RECORDS PROVIDED Start Marker
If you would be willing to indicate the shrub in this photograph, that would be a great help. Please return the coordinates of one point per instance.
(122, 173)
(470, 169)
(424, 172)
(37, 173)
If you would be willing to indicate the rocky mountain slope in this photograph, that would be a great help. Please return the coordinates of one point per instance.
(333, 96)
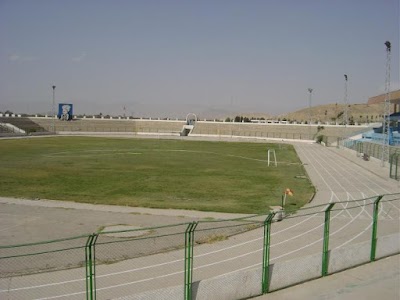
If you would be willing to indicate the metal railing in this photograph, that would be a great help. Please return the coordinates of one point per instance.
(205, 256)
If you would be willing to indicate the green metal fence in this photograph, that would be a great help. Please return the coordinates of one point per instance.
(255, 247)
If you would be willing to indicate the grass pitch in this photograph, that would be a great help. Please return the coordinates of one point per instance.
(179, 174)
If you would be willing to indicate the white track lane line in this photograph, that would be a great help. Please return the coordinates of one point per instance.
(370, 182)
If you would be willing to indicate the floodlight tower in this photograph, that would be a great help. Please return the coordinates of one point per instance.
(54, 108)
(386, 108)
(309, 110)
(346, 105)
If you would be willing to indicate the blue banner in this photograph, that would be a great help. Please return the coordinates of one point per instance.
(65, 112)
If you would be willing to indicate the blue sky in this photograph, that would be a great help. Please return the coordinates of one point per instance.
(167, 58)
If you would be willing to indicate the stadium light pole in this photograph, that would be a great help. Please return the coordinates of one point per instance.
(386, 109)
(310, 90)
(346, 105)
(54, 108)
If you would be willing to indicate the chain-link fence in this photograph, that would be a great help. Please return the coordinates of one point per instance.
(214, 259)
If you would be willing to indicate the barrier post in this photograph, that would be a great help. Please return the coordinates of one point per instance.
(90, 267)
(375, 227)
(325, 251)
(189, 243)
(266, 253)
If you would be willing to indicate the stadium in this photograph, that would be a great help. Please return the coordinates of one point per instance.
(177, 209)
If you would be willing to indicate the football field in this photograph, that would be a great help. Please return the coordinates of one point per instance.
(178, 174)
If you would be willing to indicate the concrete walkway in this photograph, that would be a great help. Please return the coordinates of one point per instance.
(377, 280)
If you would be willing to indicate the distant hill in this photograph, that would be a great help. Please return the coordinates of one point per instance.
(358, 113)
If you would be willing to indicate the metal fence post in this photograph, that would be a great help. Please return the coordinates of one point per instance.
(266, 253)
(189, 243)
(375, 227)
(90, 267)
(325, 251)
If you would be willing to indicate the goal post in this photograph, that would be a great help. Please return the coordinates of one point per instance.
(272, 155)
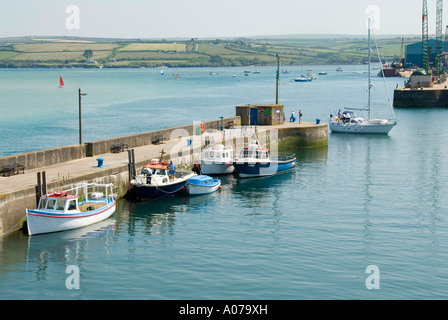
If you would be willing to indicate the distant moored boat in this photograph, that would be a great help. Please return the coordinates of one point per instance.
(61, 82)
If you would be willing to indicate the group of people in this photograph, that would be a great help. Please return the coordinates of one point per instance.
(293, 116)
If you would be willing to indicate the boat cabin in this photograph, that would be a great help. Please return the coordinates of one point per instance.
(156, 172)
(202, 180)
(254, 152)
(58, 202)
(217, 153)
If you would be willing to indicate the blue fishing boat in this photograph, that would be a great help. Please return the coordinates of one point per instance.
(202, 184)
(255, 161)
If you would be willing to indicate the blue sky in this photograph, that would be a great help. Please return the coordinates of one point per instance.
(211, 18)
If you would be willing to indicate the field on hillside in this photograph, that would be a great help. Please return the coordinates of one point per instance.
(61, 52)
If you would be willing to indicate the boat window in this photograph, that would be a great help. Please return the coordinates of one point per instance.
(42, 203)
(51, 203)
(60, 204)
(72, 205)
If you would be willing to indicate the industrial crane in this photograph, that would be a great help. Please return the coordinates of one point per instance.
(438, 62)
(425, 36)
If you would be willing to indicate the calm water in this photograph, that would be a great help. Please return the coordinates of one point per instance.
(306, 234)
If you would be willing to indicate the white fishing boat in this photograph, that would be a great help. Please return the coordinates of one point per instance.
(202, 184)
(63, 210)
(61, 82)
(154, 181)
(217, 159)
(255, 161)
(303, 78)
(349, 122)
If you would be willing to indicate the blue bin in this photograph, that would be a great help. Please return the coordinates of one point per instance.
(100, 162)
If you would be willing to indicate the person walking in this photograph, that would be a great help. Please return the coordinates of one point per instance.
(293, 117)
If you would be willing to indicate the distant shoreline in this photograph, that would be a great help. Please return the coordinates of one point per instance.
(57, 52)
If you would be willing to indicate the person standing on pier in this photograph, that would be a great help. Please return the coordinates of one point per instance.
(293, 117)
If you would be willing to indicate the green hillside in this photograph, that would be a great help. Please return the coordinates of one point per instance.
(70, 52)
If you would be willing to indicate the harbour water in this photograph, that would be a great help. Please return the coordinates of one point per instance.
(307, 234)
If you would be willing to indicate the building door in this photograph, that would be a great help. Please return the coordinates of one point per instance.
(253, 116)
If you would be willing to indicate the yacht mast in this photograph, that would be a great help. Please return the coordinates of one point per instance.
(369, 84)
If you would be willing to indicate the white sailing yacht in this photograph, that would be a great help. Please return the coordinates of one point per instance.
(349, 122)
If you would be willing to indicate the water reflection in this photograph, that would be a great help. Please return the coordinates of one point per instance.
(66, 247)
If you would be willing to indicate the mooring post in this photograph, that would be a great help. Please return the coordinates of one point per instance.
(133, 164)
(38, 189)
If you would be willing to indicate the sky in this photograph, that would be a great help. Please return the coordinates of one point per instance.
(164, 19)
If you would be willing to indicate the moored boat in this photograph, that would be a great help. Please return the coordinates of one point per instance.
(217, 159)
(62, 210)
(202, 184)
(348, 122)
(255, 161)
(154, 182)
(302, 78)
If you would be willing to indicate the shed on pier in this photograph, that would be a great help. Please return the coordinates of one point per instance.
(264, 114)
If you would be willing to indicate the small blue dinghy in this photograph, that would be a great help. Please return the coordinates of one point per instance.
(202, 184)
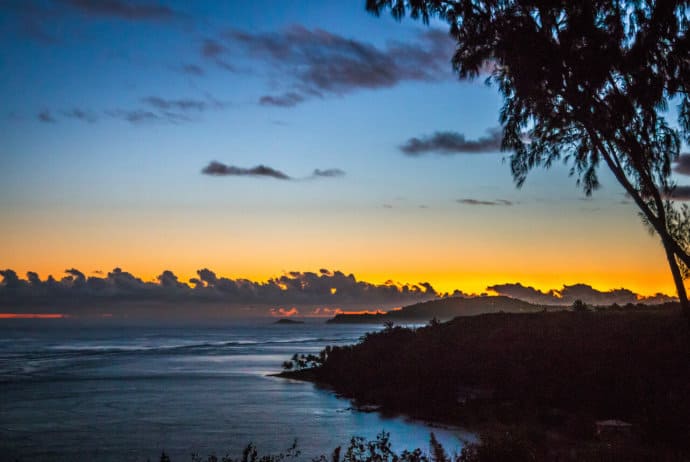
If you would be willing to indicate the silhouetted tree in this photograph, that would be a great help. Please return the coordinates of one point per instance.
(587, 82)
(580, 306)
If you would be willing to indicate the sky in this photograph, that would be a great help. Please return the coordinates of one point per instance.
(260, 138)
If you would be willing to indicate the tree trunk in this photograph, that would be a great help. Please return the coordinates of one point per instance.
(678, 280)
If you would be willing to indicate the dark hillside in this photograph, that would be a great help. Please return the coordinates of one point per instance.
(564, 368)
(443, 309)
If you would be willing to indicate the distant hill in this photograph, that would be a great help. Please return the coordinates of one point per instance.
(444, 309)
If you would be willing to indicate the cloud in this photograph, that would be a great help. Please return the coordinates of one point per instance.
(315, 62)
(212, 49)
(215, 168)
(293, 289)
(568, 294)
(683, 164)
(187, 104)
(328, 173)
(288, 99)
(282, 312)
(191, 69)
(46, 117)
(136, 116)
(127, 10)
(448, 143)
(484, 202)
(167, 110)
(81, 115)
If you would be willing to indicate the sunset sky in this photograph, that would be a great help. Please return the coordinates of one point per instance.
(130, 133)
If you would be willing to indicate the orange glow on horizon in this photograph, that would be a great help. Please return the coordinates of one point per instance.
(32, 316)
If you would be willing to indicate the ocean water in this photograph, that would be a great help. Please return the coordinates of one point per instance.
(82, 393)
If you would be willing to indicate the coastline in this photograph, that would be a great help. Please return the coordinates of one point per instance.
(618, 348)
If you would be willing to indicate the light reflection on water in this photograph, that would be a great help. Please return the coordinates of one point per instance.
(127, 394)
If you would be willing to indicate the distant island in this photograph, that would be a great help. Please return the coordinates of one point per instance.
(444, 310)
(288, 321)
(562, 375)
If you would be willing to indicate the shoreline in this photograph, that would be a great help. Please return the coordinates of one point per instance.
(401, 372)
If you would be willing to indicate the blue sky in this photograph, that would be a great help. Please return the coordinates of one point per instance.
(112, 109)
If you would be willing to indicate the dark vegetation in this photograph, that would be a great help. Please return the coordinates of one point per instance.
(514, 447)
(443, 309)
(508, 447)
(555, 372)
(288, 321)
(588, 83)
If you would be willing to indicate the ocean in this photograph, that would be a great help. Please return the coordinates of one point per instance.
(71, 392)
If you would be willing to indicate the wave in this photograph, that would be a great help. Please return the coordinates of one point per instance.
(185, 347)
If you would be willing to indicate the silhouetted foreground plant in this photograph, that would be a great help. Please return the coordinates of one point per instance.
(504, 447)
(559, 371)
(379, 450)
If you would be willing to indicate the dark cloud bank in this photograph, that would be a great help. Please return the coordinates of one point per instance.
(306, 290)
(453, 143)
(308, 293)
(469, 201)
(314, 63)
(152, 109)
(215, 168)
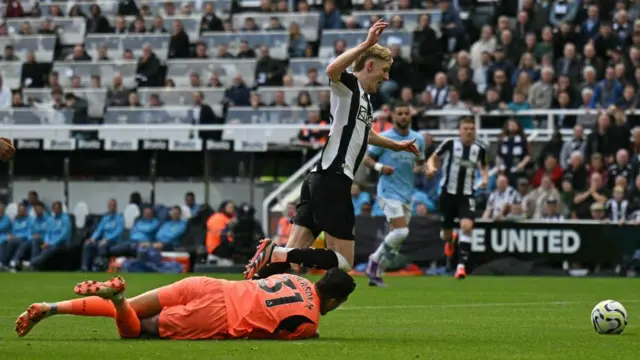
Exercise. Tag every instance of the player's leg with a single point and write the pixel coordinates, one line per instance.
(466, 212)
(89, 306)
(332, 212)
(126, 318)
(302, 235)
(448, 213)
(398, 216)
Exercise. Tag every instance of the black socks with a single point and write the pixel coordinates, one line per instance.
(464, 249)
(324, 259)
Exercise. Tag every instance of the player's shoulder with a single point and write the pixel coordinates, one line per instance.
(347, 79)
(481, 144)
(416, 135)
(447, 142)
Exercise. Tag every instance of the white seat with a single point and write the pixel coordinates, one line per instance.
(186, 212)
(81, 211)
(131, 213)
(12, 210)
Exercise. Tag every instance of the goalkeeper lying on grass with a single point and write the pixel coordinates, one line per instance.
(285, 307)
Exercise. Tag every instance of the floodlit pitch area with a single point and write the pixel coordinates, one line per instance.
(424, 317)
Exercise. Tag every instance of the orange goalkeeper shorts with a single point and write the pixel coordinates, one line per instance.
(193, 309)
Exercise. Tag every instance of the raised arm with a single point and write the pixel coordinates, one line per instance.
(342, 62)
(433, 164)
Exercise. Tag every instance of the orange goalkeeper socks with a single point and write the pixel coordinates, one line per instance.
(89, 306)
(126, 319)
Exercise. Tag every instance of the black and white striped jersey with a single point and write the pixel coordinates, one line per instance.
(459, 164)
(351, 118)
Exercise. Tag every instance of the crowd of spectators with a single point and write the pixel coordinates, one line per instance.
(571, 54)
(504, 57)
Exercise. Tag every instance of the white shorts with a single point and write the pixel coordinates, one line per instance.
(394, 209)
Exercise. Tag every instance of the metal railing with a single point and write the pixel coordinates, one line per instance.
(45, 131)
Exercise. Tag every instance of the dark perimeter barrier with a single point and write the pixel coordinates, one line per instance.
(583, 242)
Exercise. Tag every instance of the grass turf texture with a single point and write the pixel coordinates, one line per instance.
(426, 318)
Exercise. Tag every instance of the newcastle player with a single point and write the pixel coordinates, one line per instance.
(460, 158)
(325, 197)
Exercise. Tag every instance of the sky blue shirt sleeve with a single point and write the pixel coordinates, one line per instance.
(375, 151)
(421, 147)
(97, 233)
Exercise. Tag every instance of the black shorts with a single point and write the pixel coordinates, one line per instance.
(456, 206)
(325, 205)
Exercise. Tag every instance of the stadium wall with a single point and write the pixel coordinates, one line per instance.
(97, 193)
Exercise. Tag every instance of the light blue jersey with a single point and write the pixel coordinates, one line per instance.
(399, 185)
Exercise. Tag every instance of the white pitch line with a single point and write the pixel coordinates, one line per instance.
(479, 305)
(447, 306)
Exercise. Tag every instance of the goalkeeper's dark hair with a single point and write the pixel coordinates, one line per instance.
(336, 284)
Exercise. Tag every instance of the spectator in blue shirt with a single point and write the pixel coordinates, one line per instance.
RECORDS PROVIDED End Marker
● **YOUR TASK**:
Write out, exactly as given, the line containing "Exercise. Tag every instance of the goalkeeper's" and every line after it to the end of the records. Include nothing else.

● **SOLUTION TO THIS EXERCISE**:
Exercise. Tag every instance of the goalkeeper's dark hair with a single point and write the pixel coordinates, one line per instance.
(336, 284)
Exercise. Tag every instance of the spectator in blue shirt with a single point and write the pixel coordinates, one line per instance.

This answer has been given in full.